▸ AIM OF THE EXERCISE:
After finding the line that contains "One point goes on every instance of the black diamond" in the entries below, retype it and every following line precisely, the last included.

▸ DATA EXCERPTS:
======
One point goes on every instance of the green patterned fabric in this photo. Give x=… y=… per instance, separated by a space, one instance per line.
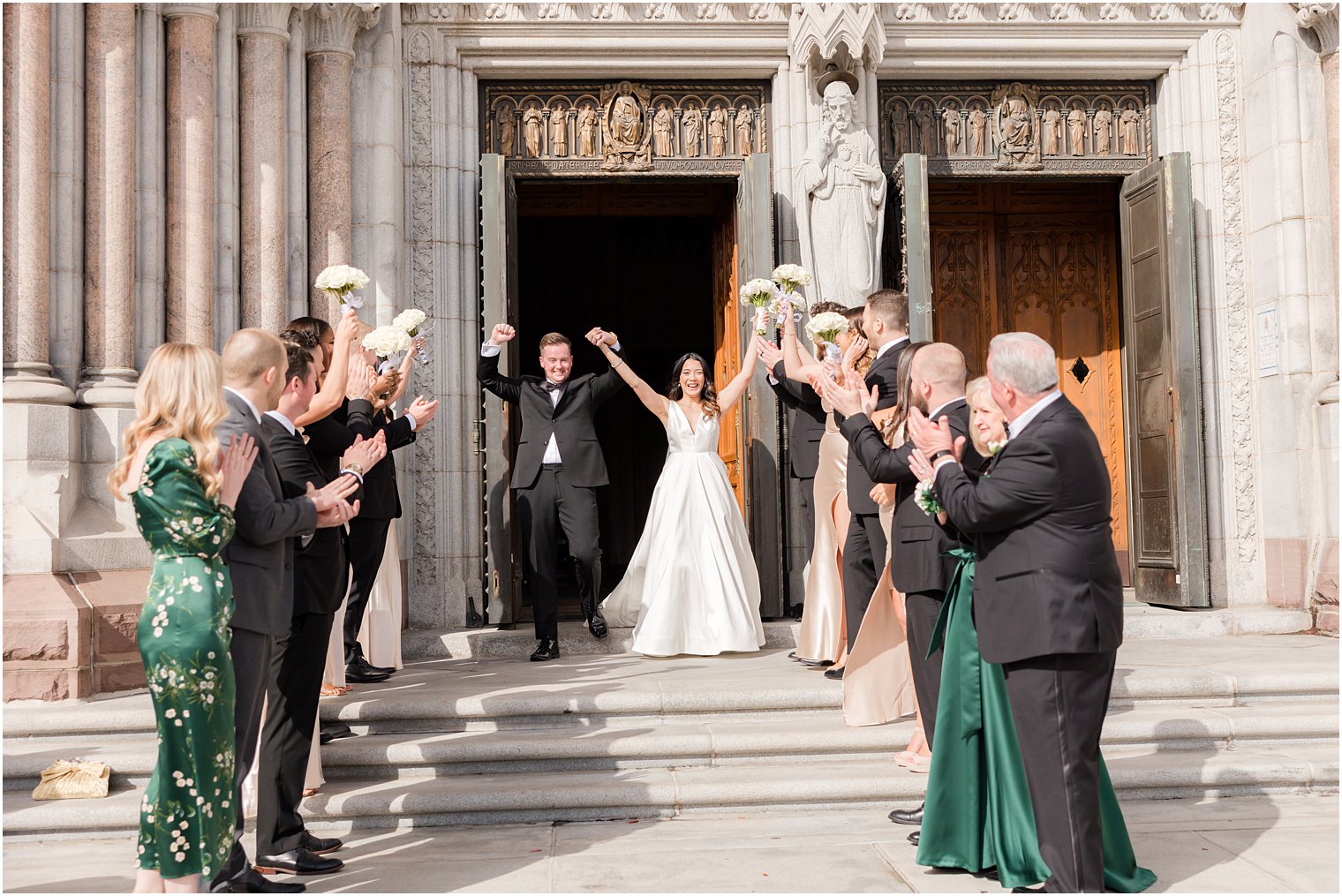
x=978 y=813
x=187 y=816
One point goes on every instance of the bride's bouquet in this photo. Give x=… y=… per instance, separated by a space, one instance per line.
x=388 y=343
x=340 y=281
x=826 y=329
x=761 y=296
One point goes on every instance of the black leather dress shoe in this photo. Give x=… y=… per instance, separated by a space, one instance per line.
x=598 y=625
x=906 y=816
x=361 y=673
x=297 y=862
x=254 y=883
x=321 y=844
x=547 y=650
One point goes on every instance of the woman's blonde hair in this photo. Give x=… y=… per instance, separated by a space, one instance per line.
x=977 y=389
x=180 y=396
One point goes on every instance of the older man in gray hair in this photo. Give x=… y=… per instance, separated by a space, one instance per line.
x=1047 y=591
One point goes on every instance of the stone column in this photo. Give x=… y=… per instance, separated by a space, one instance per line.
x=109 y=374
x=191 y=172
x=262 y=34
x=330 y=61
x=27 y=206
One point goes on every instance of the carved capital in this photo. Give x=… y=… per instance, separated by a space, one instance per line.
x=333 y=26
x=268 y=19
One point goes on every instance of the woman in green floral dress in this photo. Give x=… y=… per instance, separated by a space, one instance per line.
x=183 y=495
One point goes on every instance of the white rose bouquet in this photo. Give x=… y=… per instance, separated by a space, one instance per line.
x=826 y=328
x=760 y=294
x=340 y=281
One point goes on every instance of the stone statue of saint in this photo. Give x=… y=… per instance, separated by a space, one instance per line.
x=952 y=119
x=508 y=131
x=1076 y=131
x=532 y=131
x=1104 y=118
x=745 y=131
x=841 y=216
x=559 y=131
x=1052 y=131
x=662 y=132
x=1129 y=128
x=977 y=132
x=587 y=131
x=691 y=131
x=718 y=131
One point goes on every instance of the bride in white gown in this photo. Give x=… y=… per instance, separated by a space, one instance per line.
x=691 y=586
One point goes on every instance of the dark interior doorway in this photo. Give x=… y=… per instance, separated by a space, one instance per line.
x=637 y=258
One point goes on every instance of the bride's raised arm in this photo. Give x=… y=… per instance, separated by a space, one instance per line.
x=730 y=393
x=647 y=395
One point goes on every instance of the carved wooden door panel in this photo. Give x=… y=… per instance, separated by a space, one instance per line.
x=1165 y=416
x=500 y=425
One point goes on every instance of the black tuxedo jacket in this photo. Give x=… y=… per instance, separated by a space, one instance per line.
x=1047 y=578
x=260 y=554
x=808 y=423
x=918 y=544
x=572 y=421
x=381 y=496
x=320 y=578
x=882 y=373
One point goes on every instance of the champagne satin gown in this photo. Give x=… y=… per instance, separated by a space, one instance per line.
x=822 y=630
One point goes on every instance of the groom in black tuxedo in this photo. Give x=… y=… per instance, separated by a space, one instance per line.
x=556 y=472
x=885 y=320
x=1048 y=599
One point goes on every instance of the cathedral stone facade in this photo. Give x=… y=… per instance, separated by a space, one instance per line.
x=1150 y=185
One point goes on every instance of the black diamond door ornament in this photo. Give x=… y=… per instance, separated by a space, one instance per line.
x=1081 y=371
======
▸ SOLUTION TO THE PROBLEM:
One point goes on every instance of the black diamond door ornament in this photo. Give x=… y=… per instance, separated by a space, one instance per line.
x=1081 y=371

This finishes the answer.